§ **SELECTED EXCERPT**:
Despite field rush, damages are minimal
Kate Antonacci | Monday, September 13, 2004
Despite the excitement caused by Saturday’s victory over Michigan, many people at the game had something bigger to worry about – student safety and the condition of the field.
For students, the victory win meant doing something they’ve always wanted to do.
“Realistically, around halftime it became a serious thought, and I got goose bumps,” O’Neill sophomore Chris Tarnacki said. “It’s something you see on TV all the time and it’s so special to be a part of.”
But for stadium employees and ushers, storming the field is not as exciting of an idea, mainly because of safety reasons.
Manager of Stadium Personnel Cappy Gagnon said rushing the field often causes safety issues.
“The big problem with rushing the field is that the height of the wall to the asphalt is about 8 to 9 feet and that’s a little far to jump, but it’s really far to jump if you have someone pushing,” Gagnon said.
However, once the student body started flooding out of the stands, Gagnon and his team changed their approach.
“While our policy is that we will not permit a field rush, once we determine that we can’t stop it, we move into our assist role,” he said. “We’re living in the real world. We use a term for what the ushers do – crowd management. We don’t say crowd control. A crowd of 80,000 can’t be controlled by a few hundred ushers.”
Problems also arose when students began taking up pieces of the field.
“I saw and stopped two students who were digging up chunks of turf,” Gagnon said. “What people didn’t realize is that what in one sense is a souvenir is also a place of work for the football team. You can’t grow turf in a few days, so you end up patching a few places.”
“You don’t want to create a situation where a football player will sprain an ankle or something even worse.”
The last time the students stormed the field was Sept. 14, 2002, after a 25-23 victory over, once again, the Michigan Wolverines.
At Saturday’s game, similar punishments were enforced for students who went overboard.
“I took one ticket booklet away. I took a driver’s license from a student who couldn’t produce an ID,” Gagnon said. “He was tearing up a piece of sod, and he was intoxicated. I would have taken his booklet, but he claimed not to have it or a student ID. There was one booklet taken from a student who was smoking on the field and wouldn’t put it out.”
There were also fears that the field storming would cause injury.
However, assistant director of Medical Services Outreach Ruthann Heberle said there was not a single reported injury from storming the field.
“It has happened in the past, but Cappy does a really good job of not trying to force an issue,” Heberle said. “He assisted them over the wall and they just peacefully and quietly walked out.

§ **GIVEN ENTRIES**:
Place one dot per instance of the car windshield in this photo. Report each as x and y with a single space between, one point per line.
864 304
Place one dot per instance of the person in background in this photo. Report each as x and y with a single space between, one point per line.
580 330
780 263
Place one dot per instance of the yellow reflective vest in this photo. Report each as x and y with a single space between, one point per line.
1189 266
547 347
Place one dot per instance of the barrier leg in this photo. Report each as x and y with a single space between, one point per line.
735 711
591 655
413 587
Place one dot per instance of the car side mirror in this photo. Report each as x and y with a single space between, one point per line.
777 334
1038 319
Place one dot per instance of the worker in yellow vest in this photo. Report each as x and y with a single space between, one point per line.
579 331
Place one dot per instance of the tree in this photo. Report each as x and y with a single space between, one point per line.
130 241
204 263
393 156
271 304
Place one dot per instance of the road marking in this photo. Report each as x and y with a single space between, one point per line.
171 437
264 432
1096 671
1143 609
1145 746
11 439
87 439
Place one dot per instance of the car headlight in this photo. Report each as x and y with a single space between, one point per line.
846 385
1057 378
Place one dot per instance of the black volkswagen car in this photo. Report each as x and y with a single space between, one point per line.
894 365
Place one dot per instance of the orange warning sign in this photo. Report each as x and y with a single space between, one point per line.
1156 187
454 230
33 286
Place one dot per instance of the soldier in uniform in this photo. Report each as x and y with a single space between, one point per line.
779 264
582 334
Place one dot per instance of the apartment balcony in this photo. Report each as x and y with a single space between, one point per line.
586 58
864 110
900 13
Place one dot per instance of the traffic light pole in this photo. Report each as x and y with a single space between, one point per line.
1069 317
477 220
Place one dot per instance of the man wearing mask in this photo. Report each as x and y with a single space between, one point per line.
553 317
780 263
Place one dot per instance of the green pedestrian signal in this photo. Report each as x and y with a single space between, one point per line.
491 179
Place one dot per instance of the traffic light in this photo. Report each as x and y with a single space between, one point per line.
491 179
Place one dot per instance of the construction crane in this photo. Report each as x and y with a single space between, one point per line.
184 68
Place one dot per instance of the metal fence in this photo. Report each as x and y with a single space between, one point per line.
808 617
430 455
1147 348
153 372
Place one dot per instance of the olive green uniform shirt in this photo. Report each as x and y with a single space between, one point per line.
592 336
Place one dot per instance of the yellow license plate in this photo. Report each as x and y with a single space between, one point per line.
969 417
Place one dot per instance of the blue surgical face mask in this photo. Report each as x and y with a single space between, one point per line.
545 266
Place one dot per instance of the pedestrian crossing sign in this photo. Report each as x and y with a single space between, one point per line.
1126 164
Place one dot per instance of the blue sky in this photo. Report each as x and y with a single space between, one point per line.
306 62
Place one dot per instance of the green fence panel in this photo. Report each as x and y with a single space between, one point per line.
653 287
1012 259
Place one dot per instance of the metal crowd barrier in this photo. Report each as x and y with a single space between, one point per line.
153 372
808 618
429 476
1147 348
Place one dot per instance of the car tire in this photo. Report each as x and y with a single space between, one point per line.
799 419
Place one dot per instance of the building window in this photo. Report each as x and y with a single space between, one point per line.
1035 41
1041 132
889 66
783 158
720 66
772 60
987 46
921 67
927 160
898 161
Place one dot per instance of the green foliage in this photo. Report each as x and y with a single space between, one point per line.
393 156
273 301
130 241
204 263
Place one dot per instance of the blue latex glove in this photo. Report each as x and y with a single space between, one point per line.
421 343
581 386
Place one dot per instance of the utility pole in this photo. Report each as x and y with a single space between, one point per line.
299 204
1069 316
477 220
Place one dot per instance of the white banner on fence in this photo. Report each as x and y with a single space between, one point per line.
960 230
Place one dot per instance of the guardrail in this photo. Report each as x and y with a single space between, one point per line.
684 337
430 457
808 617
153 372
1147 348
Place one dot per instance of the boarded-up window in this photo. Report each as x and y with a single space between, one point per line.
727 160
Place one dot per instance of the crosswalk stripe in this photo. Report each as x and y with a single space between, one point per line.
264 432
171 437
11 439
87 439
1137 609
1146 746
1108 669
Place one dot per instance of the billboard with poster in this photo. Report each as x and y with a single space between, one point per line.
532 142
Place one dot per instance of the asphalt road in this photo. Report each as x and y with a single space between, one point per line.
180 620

§ **TASK ITEM A**: From the article on the field rush, reproduce the passage starting with "The last time" and going on through "storming the field.".
§ **TASK ITEM B**:
Answer these questions using the article on the field rush:
(i) According to Gagnon, about how high is the wall above the asphalt?
(ii) On what date did students last storm the field before this game?
(iii) How many injuries from storming the field did Heberle say were reported?

§ **EXPECTED ANSWER A**:
The last time the students stormed the field was Sept. 14, 2002, after a 25-23 victory over, once again, the Michigan Wolverines.
At Saturday’s game, similar punishments were enforced for students who went overboard.
“I took one ticket booklet away. I took a driver’s license from a student who couldn’t produce an ID,” Gagnon said. “He was tearing up a piece of sod, and he was intoxicated. I would have taken his booklet, but he claimed not to have it or a student ID. There was one booklet taken from a student who was smoking on the field and wouldn’t put it out.”
There were also fears that the field storming would cause injury.
However, assistant director of Medical Services Outreach Ruthann Heberle said there was not a single reported injury from storming the field.

§ **EXPECTED ANSWER B**:
(i) About 8 to 9 feet.
(ii) Sept. 14, 2002.
(iii) Not a single one.